→ **Assigned task**: Your job is to set down the stretch of entries that opens with the line containing "# point at: white and" and closes with the line containing "x=385, y=40". Keep both end lines, copy each exactly, and add nothing.

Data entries
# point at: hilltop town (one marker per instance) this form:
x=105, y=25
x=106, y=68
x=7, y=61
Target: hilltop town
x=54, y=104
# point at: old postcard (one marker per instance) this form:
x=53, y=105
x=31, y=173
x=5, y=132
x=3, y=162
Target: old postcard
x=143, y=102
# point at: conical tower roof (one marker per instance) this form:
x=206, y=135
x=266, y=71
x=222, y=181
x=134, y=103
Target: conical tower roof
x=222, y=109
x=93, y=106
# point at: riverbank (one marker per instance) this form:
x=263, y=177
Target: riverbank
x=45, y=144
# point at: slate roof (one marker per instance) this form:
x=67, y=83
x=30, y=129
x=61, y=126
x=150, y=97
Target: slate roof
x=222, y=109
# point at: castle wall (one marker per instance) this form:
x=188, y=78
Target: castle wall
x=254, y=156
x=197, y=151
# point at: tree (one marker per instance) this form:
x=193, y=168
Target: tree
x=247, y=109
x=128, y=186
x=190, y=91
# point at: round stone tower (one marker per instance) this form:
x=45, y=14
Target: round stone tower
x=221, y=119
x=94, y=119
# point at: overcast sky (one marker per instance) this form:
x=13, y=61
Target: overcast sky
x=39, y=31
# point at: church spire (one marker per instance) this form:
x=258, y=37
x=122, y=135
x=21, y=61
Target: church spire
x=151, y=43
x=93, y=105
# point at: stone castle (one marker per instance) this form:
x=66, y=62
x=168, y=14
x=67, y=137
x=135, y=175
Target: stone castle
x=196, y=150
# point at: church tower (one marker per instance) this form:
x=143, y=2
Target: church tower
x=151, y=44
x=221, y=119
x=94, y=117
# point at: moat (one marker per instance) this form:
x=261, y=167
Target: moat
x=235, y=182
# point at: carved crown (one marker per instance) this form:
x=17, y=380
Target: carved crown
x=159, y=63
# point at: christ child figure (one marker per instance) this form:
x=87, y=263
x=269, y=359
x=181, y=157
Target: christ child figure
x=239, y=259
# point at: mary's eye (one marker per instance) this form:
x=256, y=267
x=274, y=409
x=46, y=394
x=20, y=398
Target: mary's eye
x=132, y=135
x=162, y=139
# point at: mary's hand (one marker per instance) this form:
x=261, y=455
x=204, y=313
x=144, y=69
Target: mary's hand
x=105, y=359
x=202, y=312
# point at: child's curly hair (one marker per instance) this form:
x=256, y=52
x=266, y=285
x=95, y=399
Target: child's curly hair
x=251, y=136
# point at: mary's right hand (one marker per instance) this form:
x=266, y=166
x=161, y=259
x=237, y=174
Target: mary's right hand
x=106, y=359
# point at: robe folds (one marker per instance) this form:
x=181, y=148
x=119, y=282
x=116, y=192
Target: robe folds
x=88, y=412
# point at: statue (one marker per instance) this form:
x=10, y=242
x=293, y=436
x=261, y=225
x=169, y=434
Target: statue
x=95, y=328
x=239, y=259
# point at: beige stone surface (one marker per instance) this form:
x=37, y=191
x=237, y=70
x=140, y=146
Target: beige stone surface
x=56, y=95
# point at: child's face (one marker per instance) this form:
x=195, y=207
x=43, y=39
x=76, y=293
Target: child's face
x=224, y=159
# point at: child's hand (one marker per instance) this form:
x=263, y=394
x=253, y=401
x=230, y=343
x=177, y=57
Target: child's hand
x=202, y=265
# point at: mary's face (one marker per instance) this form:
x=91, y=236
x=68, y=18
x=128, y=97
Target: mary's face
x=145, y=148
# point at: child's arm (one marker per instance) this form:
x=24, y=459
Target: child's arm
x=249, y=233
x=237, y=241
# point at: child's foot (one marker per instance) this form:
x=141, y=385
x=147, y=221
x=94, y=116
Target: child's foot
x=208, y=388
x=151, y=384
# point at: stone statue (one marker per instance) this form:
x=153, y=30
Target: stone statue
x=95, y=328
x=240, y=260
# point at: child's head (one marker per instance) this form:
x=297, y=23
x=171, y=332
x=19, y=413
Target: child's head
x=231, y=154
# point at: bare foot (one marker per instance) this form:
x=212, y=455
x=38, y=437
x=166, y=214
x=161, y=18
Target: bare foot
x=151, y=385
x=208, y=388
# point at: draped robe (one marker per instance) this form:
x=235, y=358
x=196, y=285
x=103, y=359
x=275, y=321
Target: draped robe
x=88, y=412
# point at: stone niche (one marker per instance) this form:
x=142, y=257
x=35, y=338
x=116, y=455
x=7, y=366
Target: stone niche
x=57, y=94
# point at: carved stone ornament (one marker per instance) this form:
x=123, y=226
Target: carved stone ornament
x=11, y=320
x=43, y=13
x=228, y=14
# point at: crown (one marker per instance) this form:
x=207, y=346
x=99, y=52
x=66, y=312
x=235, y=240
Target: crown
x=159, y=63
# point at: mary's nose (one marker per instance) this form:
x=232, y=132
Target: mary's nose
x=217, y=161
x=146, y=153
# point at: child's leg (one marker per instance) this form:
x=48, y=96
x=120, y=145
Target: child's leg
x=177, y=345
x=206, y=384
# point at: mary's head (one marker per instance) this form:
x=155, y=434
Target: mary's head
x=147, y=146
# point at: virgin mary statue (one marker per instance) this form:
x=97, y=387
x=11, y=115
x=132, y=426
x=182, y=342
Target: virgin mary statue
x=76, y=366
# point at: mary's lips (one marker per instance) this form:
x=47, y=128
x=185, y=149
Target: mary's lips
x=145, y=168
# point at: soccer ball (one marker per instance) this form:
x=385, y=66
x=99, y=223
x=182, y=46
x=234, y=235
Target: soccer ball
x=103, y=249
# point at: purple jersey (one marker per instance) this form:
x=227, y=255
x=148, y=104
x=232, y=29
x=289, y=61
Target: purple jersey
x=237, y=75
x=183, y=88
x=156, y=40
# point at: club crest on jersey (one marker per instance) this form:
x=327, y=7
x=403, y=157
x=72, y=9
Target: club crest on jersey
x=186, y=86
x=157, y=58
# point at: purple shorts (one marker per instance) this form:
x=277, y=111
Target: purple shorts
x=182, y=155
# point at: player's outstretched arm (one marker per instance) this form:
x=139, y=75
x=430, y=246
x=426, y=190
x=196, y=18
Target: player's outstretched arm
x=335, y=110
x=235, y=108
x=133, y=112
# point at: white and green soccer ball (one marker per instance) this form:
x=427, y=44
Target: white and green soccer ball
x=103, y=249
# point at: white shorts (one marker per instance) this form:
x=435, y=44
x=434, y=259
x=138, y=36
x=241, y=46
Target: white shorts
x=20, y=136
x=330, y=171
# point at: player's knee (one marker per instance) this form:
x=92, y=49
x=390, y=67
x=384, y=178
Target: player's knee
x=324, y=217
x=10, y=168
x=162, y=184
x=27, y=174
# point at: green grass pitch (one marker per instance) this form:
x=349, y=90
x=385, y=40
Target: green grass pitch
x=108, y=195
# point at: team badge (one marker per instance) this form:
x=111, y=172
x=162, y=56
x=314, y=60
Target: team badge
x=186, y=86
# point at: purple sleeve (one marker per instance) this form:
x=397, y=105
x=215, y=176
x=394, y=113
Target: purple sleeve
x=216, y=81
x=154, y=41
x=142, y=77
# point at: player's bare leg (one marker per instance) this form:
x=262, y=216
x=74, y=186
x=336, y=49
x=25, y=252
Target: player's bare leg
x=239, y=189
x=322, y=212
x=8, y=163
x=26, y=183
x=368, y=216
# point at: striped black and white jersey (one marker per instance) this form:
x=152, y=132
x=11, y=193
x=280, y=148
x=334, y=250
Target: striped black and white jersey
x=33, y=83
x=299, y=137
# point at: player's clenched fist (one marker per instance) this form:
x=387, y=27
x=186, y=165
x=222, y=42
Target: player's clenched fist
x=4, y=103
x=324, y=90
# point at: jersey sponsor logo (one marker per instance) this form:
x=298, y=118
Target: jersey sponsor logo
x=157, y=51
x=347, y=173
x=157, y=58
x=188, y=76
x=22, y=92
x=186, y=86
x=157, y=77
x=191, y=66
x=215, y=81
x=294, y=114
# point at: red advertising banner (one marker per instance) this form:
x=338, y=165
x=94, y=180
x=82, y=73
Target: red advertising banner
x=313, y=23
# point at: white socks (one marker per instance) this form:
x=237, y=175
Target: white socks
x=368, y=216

→ **Response to this exercise**:
# point at: white and green soccer ball (one marker per instance) this form:
x=427, y=44
Target: white and green soccer ball
x=103, y=249
# point at: white shorts (one marker per instance) this form:
x=435, y=44
x=434, y=259
x=138, y=36
x=241, y=46
Target: white shorts
x=20, y=136
x=330, y=171
# point at: player's knee (one marker per instance) this form:
x=92, y=49
x=390, y=67
x=384, y=178
Target: player's knee
x=324, y=217
x=10, y=168
x=162, y=184
x=27, y=174
# point at: green grass pitch (one marker per instance) this form:
x=349, y=90
x=385, y=40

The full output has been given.